To do
Each entry should be quoted word for word, including every mark of punctuation.

[Records from a dataset]
————————
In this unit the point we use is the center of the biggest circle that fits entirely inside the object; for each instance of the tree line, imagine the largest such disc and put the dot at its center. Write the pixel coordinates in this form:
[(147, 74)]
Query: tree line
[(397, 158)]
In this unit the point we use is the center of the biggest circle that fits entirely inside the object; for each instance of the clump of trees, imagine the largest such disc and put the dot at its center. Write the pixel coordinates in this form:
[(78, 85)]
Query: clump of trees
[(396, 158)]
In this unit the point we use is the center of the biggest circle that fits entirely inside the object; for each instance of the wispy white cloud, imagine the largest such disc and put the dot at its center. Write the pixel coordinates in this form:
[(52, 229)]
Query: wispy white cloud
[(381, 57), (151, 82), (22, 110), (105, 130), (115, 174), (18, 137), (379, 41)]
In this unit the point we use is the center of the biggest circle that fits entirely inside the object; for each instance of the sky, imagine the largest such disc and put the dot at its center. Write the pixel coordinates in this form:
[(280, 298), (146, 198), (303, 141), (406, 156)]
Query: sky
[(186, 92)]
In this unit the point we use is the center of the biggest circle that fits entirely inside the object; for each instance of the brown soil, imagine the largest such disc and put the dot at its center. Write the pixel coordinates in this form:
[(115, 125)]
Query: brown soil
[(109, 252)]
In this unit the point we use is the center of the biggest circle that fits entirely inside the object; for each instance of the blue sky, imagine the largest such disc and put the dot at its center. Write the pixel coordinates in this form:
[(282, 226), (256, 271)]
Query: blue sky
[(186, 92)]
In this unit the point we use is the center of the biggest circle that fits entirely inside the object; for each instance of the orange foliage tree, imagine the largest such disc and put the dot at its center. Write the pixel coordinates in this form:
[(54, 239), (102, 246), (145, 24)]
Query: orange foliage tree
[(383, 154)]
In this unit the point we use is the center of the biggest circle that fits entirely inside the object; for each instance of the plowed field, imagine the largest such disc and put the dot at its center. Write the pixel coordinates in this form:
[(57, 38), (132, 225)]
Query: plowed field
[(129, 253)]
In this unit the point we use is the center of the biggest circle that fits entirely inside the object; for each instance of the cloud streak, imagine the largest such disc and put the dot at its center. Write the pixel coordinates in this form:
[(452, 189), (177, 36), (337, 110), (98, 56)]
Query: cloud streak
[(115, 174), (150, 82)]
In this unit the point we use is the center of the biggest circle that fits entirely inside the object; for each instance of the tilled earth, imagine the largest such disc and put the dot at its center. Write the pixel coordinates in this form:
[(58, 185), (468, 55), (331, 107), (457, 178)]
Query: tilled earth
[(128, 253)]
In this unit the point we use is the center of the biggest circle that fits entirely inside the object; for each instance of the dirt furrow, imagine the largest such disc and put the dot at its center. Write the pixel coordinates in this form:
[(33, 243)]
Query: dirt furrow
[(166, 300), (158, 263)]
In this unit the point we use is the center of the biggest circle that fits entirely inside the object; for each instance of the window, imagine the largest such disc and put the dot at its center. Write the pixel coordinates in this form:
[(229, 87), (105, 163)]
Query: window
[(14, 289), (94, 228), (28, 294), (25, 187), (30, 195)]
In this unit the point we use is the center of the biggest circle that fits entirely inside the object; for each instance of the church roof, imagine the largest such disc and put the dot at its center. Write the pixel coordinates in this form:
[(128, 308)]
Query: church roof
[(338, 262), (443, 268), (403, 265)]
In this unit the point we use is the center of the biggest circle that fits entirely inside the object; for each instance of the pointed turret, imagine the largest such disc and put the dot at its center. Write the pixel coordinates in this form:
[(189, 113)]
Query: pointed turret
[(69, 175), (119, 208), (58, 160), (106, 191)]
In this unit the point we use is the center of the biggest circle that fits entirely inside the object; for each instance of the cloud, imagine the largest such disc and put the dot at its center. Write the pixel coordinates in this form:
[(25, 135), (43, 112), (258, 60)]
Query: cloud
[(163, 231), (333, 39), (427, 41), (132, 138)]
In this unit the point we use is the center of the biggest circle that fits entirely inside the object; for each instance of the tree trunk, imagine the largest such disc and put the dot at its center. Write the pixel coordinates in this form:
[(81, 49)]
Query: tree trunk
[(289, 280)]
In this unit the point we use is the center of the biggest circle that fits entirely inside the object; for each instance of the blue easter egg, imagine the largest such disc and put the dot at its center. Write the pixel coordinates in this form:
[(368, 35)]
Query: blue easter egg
————————
Solution for this problem
In this unit the point we use is the center of the biggest circle that fits entirely inside the object; for each instance of the tree line, imagine the largest such disc and put the dot at its center. Write the pixel coordinates in this form:
[(147, 74)]
Query: tree line
[(397, 158)]
In this unit the point we use is the center of the biggest circle that fits entirely inside the object; for each instance of the clump of trees, imagine the largest such disc and put the dot at its center. Write the pixel coordinates in this form:
[(78, 85)]
Query: clump of trees
[(396, 158)]
In this unit the point we use is the center of the biggest circle that fits entirely inside the object; for each instance of the wispy white cloud, imagine the largest such disc and put the dot at its center. Write the pixel coordinates in this form:
[(52, 229)]
Query: wispy white cloud
[(381, 57), (151, 82), (22, 110), (105, 130), (115, 174), (18, 137), (379, 41)]
In this unit the point we use is the center of the biggest circle that fits entirely inside the object; for each instance of the sky, imagine the largest such disc and put the dot at its center. Write the pixel coordinates in this form:
[(280, 298), (146, 198), (303, 141), (406, 156)]
Query: sky
[(186, 92)]
In this unit the point we use is the center of the biggest circle that fits entirely inside the object; for each instance of the brown soil, imagine the largest such disc and put the dot at its center. Write the pixel coordinates in this form:
[(115, 125)]
Query: brown soil
[(109, 252)]
In this unit the point we use is the center of the biggest circle that fits entirely inside the object; for each instance of the blue sky, imagine the largest such disc and put the dot at its center. Write the pixel coordinates in this form:
[(282, 226), (256, 271)]
Query: blue sky
[(186, 92)]
In this unit the point we use is the center of the biggest circle that fits entirely inside the object; for each instance of the orange foliage tree, imagine the largest such disc and put the dot at its center. Write the pixel coordinates in this form:
[(54, 239), (102, 246), (145, 24)]
Query: orange foliage tree
[(383, 154)]
In this unit the point we use is the center of the biggest circle that fits entirely inside the object; for each instance of the plowed field, imagine the largest such disc and put the dot at its center. Write the pixel coordinates in this form:
[(57, 38), (132, 225)]
Query: plowed field
[(129, 253)]
In this unit the point we use is the center of the biggest circle that fits entirely inside the object; for each instance of the cloud streak, imagine the largest such disc and put the dot at its center. Write the pixel coordinates in this form:
[(452, 189), (177, 36), (337, 110), (98, 56)]
Query: cloud streak
[(115, 174), (150, 82)]
In this unit the point we use is the center of the biggest circle that fits entirely inside the object; for each instance of the tilled earth, imagine the largest such disc and put the dot at its center. Write the pixel coordinates in this form:
[(58, 185), (468, 55), (331, 107), (457, 178)]
Query: tilled earth
[(128, 253)]
In this unit the point we use is the center of the biggest circle that fits entirely inside the object; for each instance of the dirt furrow, imagine the largest such disc and put the dot at its center. Write the pixel coordinates in this form:
[(33, 243)]
Query: dirt furrow
[(166, 300), (158, 263)]
In this unit the point we use is the center of the biggest circle that fits entirely inside the object; for each instance of the window, imagine the largest such disc and put the dot at its center. Write the pixel coordinates in this form:
[(229, 87), (105, 163)]
Query: window
[(14, 289), (94, 228), (28, 294), (25, 187), (30, 195)]
In this unit the point we use is the center of the biggest circle that fits entirely inside the object; for each instance of the church roof, imagine the largest such disc and put the dot at its center. Write the pixel coordinates in this form:
[(128, 308)]
Query: church roof
[(338, 262), (443, 268), (403, 265)]
In this unit the point we use is the center of the biggest circle that fits entirely inside the object; for each instance of the pointed turret, imagine the largest such disc and put the dot at its center. Write the pixel coordinates in this form:
[(189, 113)]
Query: pointed turret
[(69, 175), (119, 208), (58, 160), (106, 191)]
In this unit the point we use is the center of the biggest circle that fits entirely inside the object; for each instance of the cloud, imagine the largest such disc and put the dot at its center. Write the pixel coordinates in this form:
[(25, 135), (43, 112), (258, 60)]
Query: cloud
[(163, 231), (333, 39), (427, 41), (132, 138)]
In this unit the point we use is the center of the biggest circle that fits entirely inside the object; for each instance of the tree trunk, imagine the largest such disc and put the dot at its center. Write the pixel coordinates in this form:
[(81, 49)]
Query: tree trunk
[(289, 280)]
In this unit the point we use is the center of the biggest circle that fits entirely inside the object; for each instance of the blue easter egg, imagine the largest such disc and put the dot at its center. Write the pixel coordinates in this form:
[(368, 35)]
Query: blue easter egg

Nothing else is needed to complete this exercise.